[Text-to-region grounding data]
========
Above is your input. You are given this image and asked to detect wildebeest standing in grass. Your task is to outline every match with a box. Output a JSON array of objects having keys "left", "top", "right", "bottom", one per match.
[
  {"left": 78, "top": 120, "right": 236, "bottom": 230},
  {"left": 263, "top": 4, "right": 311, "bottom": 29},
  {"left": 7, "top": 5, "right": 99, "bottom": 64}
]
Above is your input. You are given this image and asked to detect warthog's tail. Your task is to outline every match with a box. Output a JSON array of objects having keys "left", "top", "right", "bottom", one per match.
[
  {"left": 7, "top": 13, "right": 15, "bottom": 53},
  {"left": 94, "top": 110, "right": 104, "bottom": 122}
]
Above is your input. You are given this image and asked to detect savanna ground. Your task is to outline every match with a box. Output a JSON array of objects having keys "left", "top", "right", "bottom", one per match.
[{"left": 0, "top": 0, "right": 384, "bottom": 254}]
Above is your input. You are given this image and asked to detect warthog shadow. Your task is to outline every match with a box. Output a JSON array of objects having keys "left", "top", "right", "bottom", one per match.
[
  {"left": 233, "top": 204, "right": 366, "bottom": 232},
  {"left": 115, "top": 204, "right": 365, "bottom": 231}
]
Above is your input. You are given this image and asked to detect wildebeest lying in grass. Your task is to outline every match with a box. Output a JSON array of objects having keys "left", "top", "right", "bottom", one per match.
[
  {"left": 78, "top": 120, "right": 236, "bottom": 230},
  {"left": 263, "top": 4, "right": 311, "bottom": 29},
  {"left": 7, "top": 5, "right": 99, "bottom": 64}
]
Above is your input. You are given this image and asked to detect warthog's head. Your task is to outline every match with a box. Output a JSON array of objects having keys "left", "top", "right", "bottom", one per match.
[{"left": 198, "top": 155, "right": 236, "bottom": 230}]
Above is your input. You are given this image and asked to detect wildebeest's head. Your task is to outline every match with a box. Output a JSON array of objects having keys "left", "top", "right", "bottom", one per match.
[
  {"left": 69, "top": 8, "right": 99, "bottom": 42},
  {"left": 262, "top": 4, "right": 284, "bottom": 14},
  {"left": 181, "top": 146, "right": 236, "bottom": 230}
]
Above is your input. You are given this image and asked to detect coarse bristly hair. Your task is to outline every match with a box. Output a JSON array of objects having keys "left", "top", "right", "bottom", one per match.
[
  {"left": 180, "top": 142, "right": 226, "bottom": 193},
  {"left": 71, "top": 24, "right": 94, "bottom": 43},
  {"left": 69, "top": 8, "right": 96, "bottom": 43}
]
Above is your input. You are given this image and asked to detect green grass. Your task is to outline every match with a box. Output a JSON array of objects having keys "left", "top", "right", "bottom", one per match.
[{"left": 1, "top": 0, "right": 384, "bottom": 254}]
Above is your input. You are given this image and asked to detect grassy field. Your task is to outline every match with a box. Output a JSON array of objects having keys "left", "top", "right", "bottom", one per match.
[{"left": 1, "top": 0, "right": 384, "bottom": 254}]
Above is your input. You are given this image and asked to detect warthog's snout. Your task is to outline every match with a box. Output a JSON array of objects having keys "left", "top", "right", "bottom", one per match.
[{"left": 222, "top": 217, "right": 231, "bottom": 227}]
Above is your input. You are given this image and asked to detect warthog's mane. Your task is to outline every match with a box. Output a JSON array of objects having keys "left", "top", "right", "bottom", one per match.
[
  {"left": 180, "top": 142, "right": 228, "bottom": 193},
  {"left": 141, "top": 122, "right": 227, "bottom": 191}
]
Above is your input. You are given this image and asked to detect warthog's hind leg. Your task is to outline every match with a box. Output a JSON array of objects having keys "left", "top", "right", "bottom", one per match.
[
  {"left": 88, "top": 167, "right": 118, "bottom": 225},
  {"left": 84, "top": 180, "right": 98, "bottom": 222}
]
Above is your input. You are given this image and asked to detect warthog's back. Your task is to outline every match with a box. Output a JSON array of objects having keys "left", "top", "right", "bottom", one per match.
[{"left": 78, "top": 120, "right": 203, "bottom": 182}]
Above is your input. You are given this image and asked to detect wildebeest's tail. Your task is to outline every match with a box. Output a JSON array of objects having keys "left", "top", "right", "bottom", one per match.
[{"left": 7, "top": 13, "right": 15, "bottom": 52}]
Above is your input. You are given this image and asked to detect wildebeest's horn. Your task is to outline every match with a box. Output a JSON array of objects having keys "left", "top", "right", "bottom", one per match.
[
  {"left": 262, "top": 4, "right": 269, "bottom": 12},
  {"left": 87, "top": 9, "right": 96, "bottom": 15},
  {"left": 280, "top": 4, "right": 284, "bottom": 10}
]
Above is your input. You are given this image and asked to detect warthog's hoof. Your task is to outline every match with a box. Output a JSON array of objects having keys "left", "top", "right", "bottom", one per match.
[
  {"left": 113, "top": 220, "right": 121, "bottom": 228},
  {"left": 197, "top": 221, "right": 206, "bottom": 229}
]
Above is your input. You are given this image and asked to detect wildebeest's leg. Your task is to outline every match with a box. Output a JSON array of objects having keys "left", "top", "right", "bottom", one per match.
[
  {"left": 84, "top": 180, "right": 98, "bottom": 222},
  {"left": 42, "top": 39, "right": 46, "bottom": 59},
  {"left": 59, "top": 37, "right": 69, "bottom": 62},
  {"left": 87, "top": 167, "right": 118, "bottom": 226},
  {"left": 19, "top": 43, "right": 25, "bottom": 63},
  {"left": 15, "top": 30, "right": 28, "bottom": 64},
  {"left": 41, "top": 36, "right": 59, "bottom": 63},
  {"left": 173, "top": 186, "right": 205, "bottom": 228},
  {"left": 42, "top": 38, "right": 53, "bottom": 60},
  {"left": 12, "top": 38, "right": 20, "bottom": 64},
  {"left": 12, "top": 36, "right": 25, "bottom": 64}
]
========
Every record shown above should be given back exactly.

Above is your input. You are given this image and asked to detect wildebeest standing in grass. Your task is to outline every match with a box. Output a JSON array of objects having keys "left", "top", "right", "bottom", one per match.
[
  {"left": 78, "top": 120, "right": 236, "bottom": 230},
  {"left": 263, "top": 4, "right": 311, "bottom": 29},
  {"left": 7, "top": 5, "right": 99, "bottom": 64}
]
Above is your input. You are given this image and asked to detect warthog's tail. Your task is to outline every match with a box. Output a JSON array of objects having keys "left", "top", "right", "bottom", one per match.
[
  {"left": 7, "top": 13, "right": 15, "bottom": 53},
  {"left": 94, "top": 110, "right": 104, "bottom": 122}
]
Above is your input. You are given this image and asked to detect savanna ground. Your task is to outline every match with a box. Output a JSON array of objects having keys "left", "top", "right", "bottom", one per match.
[{"left": 0, "top": 0, "right": 384, "bottom": 254}]
Above is your input. You are given this image and asked to detect warthog shadow. Your task is to outline every match with a box. Output a JSON array of objects having keys "left", "top", "right", "bottom", one per match.
[
  {"left": 233, "top": 204, "right": 366, "bottom": 232},
  {"left": 115, "top": 204, "right": 365, "bottom": 231}
]
Above is your input. You are given this image and asked to detect wildebeest lying in grass. Your task is to outline every match with a box. Output a JSON array of objects having keys "left", "top", "right", "bottom", one per match.
[
  {"left": 78, "top": 120, "right": 236, "bottom": 230},
  {"left": 263, "top": 4, "right": 311, "bottom": 29},
  {"left": 7, "top": 5, "right": 99, "bottom": 64}
]
Above is your input. You are given this image and asked to detect warthog's head. Your task is to outline every match with a box. Output a JSON array of objects having keys "left", "top", "right", "bottom", one per match.
[{"left": 198, "top": 155, "right": 236, "bottom": 230}]
Above is your input. You are given this image and asked to detect wildebeest's head. Your task is to outline every match with a box. Output a JSON array of objects having keys "left", "top", "right", "bottom", one per match.
[
  {"left": 69, "top": 8, "right": 99, "bottom": 42},
  {"left": 262, "top": 4, "right": 284, "bottom": 14},
  {"left": 181, "top": 146, "right": 236, "bottom": 230}
]
Above is your input. You are given this image and asked to detect coarse bristly hair. Your task is to outline every match with a box. Output a JSON array of objects having keys "left", "top", "right", "bottom", one per match.
[
  {"left": 180, "top": 142, "right": 226, "bottom": 193},
  {"left": 71, "top": 24, "right": 94, "bottom": 43},
  {"left": 69, "top": 8, "right": 96, "bottom": 43}
]
Above is your input. You are given this image and asked to detect green grass. Your task is to outline every match with a box. Output a JSON array of objects having keys "left", "top", "right", "bottom", one per match.
[{"left": 1, "top": 0, "right": 384, "bottom": 254}]
Above is your input. You are given this image and asked to detect grassy field. Your task is to outline every match with a box. Output a JSON array of objects having keys "left", "top", "right", "bottom", one per match.
[{"left": 1, "top": 0, "right": 384, "bottom": 254}]
Above is your input. You are given this image and asked to detect warthog's snout. Your task is to outline every match with a box. Output a JSON array of objects having keys "left", "top", "right", "bottom", one per match.
[{"left": 222, "top": 217, "right": 231, "bottom": 227}]
Above is your input. You are given this image and asked to detect warthog's mane. Your task is to outline every match with a box. Output a JSON array of objects having keys "left", "top", "right", "bottom", one per match.
[
  {"left": 180, "top": 142, "right": 228, "bottom": 193},
  {"left": 141, "top": 122, "right": 227, "bottom": 191}
]
Above is your input. You are given this image and asked to detect warthog's hind leg. Your task is to outline every match with a box. Output a JSON array of objects having keys "left", "top", "right", "bottom", one per match.
[
  {"left": 88, "top": 167, "right": 118, "bottom": 225},
  {"left": 84, "top": 180, "right": 98, "bottom": 222}
]
Above is your input. You are given this image and asked to detect warthog's back. Your task is to outline every match with a box. Output a JSON array of objects having keys "left", "top", "right", "bottom", one per match.
[{"left": 78, "top": 120, "right": 203, "bottom": 182}]
Above is your input. You are given this image and asked to detect wildebeest's tail. Your task is to outline every match with a box. Output a JSON array of objects having keys "left", "top", "right", "bottom", one per match.
[{"left": 7, "top": 13, "right": 15, "bottom": 52}]
Above is your input. You are given this image and asked to detect wildebeest's horn. Your task is to outline every match with a box. Output a JSON array of objects having keys "left", "top", "right", "bottom", one per match.
[
  {"left": 262, "top": 4, "right": 269, "bottom": 12},
  {"left": 87, "top": 9, "right": 96, "bottom": 15},
  {"left": 280, "top": 4, "right": 284, "bottom": 10}
]
Above is your input. You are given this image and asked to detect warthog's hoof. Your task is to outline every match with a box. Output a JSON array of objects having keys "left", "top", "right", "bottom", one per match.
[
  {"left": 113, "top": 220, "right": 121, "bottom": 228},
  {"left": 197, "top": 221, "right": 206, "bottom": 229}
]
Above is your input. You are given this image and asked to detect wildebeest's leg. Your task is to outline every match with a box. Output a JSON array of objects having keys "left", "top", "right", "bottom", one per match.
[
  {"left": 84, "top": 180, "right": 98, "bottom": 222},
  {"left": 42, "top": 39, "right": 46, "bottom": 59},
  {"left": 59, "top": 37, "right": 69, "bottom": 62},
  {"left": 87, "top": 167, "right": 118, "bottom": 226},
  {"left": 19, "top": 43, "right": 25, "bottom": 63},
  {"left": 15, "top": 30, "right": 28, "bottom": 64},
  {"left": 41, "top": 36, "right": 59, "bottom": 63},
  {"left": 173, "top": 186, "right": 205, "bottom": 228},
  {"left": 42, "top": 38, "right": 53, "bottom": 60},
  {"left": 12, "top": 38, "right": 20, "bottom": 64},
  {"left": 12, "top": 36, "right": 25, "bottom": 64}
]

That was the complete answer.